The request: Recast each of the entries below as a JSON list of strings, one string per line, with blank lines omitted.

::::

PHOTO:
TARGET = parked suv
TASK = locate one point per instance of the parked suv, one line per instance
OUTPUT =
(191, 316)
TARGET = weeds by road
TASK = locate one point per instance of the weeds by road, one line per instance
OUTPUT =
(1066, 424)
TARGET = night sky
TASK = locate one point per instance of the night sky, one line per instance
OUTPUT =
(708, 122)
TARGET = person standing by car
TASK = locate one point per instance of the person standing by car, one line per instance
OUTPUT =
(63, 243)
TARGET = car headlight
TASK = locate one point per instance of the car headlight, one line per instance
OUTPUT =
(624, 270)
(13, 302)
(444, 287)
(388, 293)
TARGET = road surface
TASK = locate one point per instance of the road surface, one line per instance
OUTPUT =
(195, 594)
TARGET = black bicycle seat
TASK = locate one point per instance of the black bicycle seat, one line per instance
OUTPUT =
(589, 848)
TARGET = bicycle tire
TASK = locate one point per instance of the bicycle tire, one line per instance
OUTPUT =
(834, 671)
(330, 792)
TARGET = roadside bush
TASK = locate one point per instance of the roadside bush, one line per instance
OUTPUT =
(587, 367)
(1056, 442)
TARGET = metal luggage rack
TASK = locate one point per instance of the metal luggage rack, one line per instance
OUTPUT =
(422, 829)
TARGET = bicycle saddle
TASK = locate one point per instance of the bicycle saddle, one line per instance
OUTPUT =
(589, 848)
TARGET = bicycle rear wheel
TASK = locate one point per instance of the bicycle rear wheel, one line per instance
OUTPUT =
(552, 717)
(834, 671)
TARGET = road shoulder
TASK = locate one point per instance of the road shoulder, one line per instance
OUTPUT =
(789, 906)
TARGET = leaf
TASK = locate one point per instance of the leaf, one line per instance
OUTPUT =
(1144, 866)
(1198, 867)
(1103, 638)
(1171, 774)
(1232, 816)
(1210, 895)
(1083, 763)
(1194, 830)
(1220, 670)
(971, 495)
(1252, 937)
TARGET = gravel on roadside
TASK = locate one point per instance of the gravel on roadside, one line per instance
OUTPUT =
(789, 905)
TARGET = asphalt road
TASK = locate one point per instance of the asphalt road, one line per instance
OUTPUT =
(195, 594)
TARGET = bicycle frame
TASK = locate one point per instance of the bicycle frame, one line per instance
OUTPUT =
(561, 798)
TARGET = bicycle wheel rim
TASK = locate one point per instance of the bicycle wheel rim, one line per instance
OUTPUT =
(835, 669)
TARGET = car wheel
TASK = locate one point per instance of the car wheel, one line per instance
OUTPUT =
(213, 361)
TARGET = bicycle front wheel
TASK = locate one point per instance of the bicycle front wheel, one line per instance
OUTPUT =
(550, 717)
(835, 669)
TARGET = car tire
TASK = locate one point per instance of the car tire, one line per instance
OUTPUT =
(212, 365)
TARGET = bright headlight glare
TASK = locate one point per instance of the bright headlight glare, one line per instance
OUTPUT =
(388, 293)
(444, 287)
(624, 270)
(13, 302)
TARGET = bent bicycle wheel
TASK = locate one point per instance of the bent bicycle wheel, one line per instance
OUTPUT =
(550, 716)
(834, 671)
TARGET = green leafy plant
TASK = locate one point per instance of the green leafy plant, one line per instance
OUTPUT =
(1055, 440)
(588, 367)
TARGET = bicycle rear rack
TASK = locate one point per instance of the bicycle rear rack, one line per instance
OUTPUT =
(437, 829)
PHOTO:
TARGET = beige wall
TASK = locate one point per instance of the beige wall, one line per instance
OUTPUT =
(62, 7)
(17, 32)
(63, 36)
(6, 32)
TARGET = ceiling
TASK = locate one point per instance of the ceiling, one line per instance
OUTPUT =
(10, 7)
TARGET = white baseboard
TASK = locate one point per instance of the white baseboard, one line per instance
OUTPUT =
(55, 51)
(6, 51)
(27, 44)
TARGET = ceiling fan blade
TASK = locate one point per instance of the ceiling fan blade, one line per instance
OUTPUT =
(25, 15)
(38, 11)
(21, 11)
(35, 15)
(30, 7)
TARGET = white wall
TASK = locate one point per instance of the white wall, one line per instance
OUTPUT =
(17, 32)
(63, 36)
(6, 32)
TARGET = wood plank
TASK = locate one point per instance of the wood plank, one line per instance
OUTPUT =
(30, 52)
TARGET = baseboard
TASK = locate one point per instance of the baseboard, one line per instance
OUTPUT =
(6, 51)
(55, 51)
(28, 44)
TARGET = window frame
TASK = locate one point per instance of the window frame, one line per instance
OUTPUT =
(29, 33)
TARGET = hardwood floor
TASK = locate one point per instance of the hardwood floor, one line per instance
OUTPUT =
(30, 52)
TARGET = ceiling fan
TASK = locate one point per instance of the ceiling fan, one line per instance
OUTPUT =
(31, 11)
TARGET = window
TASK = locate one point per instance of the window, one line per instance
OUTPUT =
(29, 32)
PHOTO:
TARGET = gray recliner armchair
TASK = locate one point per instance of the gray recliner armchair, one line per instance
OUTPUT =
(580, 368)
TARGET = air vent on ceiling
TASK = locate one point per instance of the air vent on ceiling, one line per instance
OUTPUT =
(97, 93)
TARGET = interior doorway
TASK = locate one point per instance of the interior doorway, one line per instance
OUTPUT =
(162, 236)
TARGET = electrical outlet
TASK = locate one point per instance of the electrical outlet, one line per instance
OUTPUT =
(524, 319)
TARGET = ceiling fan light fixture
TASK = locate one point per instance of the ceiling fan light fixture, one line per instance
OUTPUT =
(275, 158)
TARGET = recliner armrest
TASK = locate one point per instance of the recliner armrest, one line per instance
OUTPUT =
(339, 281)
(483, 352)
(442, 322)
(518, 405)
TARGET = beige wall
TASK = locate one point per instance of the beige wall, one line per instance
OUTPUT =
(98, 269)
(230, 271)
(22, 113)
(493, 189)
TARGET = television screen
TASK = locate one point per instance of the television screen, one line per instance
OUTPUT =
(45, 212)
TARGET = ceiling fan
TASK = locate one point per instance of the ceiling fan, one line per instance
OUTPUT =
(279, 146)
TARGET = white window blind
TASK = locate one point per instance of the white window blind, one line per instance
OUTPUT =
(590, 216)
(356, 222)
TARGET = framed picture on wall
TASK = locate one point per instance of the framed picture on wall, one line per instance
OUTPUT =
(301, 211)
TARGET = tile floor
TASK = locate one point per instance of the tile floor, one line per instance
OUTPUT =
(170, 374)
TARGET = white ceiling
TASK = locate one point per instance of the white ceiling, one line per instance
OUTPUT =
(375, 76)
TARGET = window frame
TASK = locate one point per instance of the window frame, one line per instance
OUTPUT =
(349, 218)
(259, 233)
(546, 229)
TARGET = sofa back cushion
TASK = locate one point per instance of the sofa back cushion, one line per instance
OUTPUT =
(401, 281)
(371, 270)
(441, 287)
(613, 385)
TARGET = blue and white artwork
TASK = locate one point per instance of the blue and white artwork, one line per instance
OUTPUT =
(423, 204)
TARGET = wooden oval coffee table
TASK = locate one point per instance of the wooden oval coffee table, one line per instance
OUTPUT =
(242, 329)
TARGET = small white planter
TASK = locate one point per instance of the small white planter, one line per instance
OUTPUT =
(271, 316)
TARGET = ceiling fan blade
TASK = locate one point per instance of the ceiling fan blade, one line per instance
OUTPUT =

::::

Answer for the task:
[
  "PHOTO:",
  "TARGET = parked suv",
  "TASK = locate one point per instance of the parked suv, one line per instance",
  "OUTPUT =",
  "(191, 316)",
  "TARGET = weeds by road",
  "TASK = locate one point per instance of the weeds by road, one line per instance",
  "OUTPUT =",
  "(1066, 424)",
  "TARGET = night sky",
  "TASK = locate one point per instance of the night sky, one line per instance",
  "OUTPUT =",
  "(708, 122)",
  "TARGET = person standing by car",
  "TASK = locate one point per instance of the person standing by car, one line per instance",
  "OUTPUT =",
  "(63, 243)",
  "TARGET = car headlight",
  "TASK = locate one point per instance of the car headlight, one line per instance",
  "OUTPUT =",
  "(624, 270)",
  "(13, 302)",
  "(444, 287)",
  "(388, 293)",
  "TARGET = road surface",
  "TASK = locate one point per instance of the road surface, one line per instance",
  "OUTPUT =",
  "(195, 594)",
  "TARGET = black bicycle seat",
  "TASK = locate one point per instance of the black bicycle seat, one line per instance",
  "OUTPUT =",
  "(589, 848)",
  "TARGET = bicycle tire",
  "TASK = locate one point per instance of the bicycle tire, one line per instance",
  "OUTPUT =",
  "(834, 671)",
  "(330, 792)",
  "TARGET = roadside bush",
  "TASK = locate one point per instance of the roadside bush, one line per instance",
  "OUTPUT =",
  "(587, 367)",
  "(1056, 442)",
  "TARGET = metal luggage rack",
  "TASK = locate one point per instance of the metal luggage rack, one line per instance",
  "OUTPUT =",
  "(422, 829)",
  "TARGET = bicycle saddle",
  "TASK = locate one point per instance of the bicycle saddle, one line per instance",
  "OUTPUT =",
  "(589, 848)",
  "TARGET = bicycle rear wheel",
  "TASK = locate one point per instance of the bicycle rear wheel, one line per instance",
  "OUTPUT =",
  "(552, 717)",
  "(834, 671)",
  "TARGET = road shoulder",
  "TASK = locate one point per instance of the road shoulder, one line per instance",
  "OUTPUT =",
  "(789, 906)",
  "TARGET = leaf",
  "TASK = locate one point per instance of the leaf, one line per instance",
  "OUTPUT =",
  "(1144, 866)",
  "(1198, 867)",
  "(1103, 638)",
  "(1171, 774)",
  "(1232, 816)",
  "(1210, 895)",
  "(1083, 763)",
  "(1194, 830)",
  "(1220, 670)",
  "(971, 495)",
  "(1252, 937)",
  "TARGET = gravel on roadside",
  "TASK = locate one point per instance of the gravel on roadside, one line per instance",
  "OUTPUT =",
  "(789, 905)",
  "TARGET = asphalt road",
  "TASK = locate one point per instance of the asphalt road, one line per instance",
  "OUTPUT =",
  "(195, 594)",
  "TARGET = bicycle frame",
  "TASK = locate one point per instance of the bicycle frame, one line per instance",
  "OUTPUT =",
  "(561, 798)",
  "TARGET = bicycle wheel rim",
  "TASK = locate one point per instance of the bicycle wheel rim, one line per instance",
  "OUTPUT =",
  "(835, 669)",
  "TARGET = car wheel",
  "TASK = locate one point per instance of the car wheel, one line per instance",
  "OUTPUT =",
  "(213, 361)",
  "TARGET = bicycle front wheel",
  "TASK = locate one point per instance of the bicycle front wheel, one line per instance",
  "OUTPUT =",
  "(550, 717)",
  "(835, 669)",
  "TARGET = car tire",
  "TASK = locate one point per instance of the car tire, one line per instance",
  "OUTPUT =",
  "(212, 365)",
  "TARGET = bright headlight glare",
  "TASK = locate one point per instance of the bright headlight glare, one line per instance",
  "OUTPUT =",
  "(388, 293)",
  "(444, 287)",
  "(624, 270)",
  "(13, 302)",
  "TARGET = bent bicycle wheel",
  "TASK = locate one point per instance of the bent bicycle wheel, one line per instance",
  "OUTPUT =",
  "(550, 716)",
  "(834, 671)",
  "TARGET = green leafy plant",
  "TASK = locate one point per instance of the green leafy plant, one line per instance",
  "OUTPUT =",
  "(1055, 440)",
  "(588, 367)",
  "TARGET = bicycle rear rack",
  "TASK = locate one point per instance of the bicycle rear rack, one line per instance",
  "OUTPUT =",
  "(437, 829)",
  "PHOTO:",
  "TARGET = beige wall",
  "TASK = locate one point per instance of the beige wall, one line per instance",
  "OUTPUT =",
  "(62, 7)",
  "(17, 32)",
  "(63, 36)",
  "(6, 32)",
  "TARGET = ceiling",
  "TASK = locate one point per instance of the ceiling, one line per instance",
  "OUTPUT =",
  "(10, 7)",
  "TARGET = white baseboard",
  "TASK = locate one point per instance of the white baseboard, one line per instance",
  "OUTPUT =",
  "(55, 51)",
  "(6, 51)",
  "(27, 44)",
  "TARGET = ceiling fan blade",
  "TASK = locate one point per instance of the ceiling fan blade, one line per instance",
  "OUTPUT =",
  "(25, 15)",
  "(38, 11)",
  "(21, 11)",
  "(35, 15)",
  "(30, 7)",
  "TARGET = white wall",
  "TASK = locate one point per instance of the white wall, one line per instance",
  "OUTPUT =",
  "(17, 32)",
  "(63, 36)",
  "(6, 32)",
  "TARGET = wood plank",
  "TASK = locate one point per instance of the wood plank, one line per instance",
  "OUTPUT =",
  "(30, 52)",
  "TARGET = baseboard",
  "TASK = locate one point per instance of the baseboard, one line per instance",
  "OUTPUT =",
  "(6, 51)",
  "(55, 51)",
  "(28, 44)",
  "TARGET = window frame",
  "TASK = locate one point per instance of the window frame, one line per instance",
  "OUTPUT =",
  "(29, 33)",
  "TARGET = hardwood floor",
  "TASK = locate one point per instance of the hardwood floor, one line per instance",
  "OUTPUT =",
  "(30, 52)",
  "TARGET = ceiling fan",
  "TASK = locate one point per instance of the ceiling fan, one line per instance",
  "OUTPUT =",
  "(31, 11)",
  "TARGET = window",
  "TASK = locate one point per instance of the window, one line per instance",
  "OUTPUT =",
  "(29, 32)",
  "PHOTO:",
  "TARGET = gray recliner armchair",
  "TASK = locate one point per instance of the gray recliner armchair, one line per instance",
  "OUTPUT =",
  "(580, 368)",
  "TARGET = air vent on ceiling",
  "TASK = locate one point per instance of the air vent on ceiling, one line per instance",
  "OUTPUT =",
  "(97, 93)",
  "TARGET = interior doorway",
  "TASK = locate one point per instance of the interior doorway, one line per instance",
  "OUTPUT =",
  "(162, 236)",
  "TARGET = electrical outlet",
  "TASK = locate one point per instance of the electrical outlet, one line per instance",
  "OUTPUT =",
  "(524, 319)",
  "TARGET = ceiling fan light fixture",
  "TASK = locate one point per instance of the ceiling fan light fixture, one line per instance",
  "OUTPUT =",
  "(275, 158)",
  "TARGET = recliner armrest",
  "TASK = locate one point per instance of the recliner armrest, one line per instance",
  "OUTPUT =",
  "(339, 281)",
  "(483, 352)",
  "(442, 322)",
  "(518, 405)",
  "TARGET = beige wall",
  "TASK = locate one point per instance of the beige wall, one line per instance",
  "OUTPUT =",
  "(98, 269)",
  "(230, 271)",
  "(22, 113)",
  "(493, 189)",
  "TARGET = television screen",
  "TASK = locate one point per instance of the television screen, one line per instance",
  "OUTPUT =",
  "(45, 212)",
  "TARGET = ceiling fan",
  "TASK = locate one point per instance of the ceiling fan, one line per instance",
  "OUTPUT =",
  "(279, 146)",
  "TARGET = white window blind",
  "TASK = locate one point per instance of the white window blind, one line per instance",
  "OUTPUT =",
  "(590, 216)",
  "(356, 222)",
  "TARGET = framed picture on wall",
  "TASK = locate one point per instance of the framed picture on wall, one line per instance",
  "OUTPUT =",
  "(301, 211)",
  "TARGET = tile floor",
  "TASK = locate one point per instance of the tile floor, one line per instance",
  "OUTPUT =",
  "(170, 374)",
  "TARGET = white ceiling",
  "TASK = locate one point per instance of the white ceiling, one line per instance",
  "OUTPUT =",
  "(375, 76)",
  "TARGET = window frame",
  "TASK = locate one point per instance of the window frame, one line per instance",
  "OUTPUT =",
  "(349, 218)",
  "(259, 233)",
  "(546, 229)",
  "TARGET = sofa back cushion",
  "TASK = locate one point per instance of the sofa back cushion, one line per instance",
  "OUTPUT =",
  "(401, 281)",
  "(371, 270)",
  "(441, 287)",
  "(613, 385)",
  "TARGET = blue and white artwork",
  "TASK = locate one point per instance of the blue and white artwork, one line per instance",
  "OUTPUT =",
  "(423, 204)",
  "TARGET = wooden oval coffee table",
  "TASK = locate one point per instance of the wooden oval coffee table, one line per instance",
  "OUTPUT =",
  "(242, 329)",
  "TARGET = small white planter",
  "TASK = locate one point per instance of the small white planter, one line per instance",
  "OUTPUT =",
  "(271, 316)",
  "TARGET = ceiling fan blade",
  "TASK = locate one point per instance of the ceiling fan blade, one line per instance",
  "OUTPUT ="
]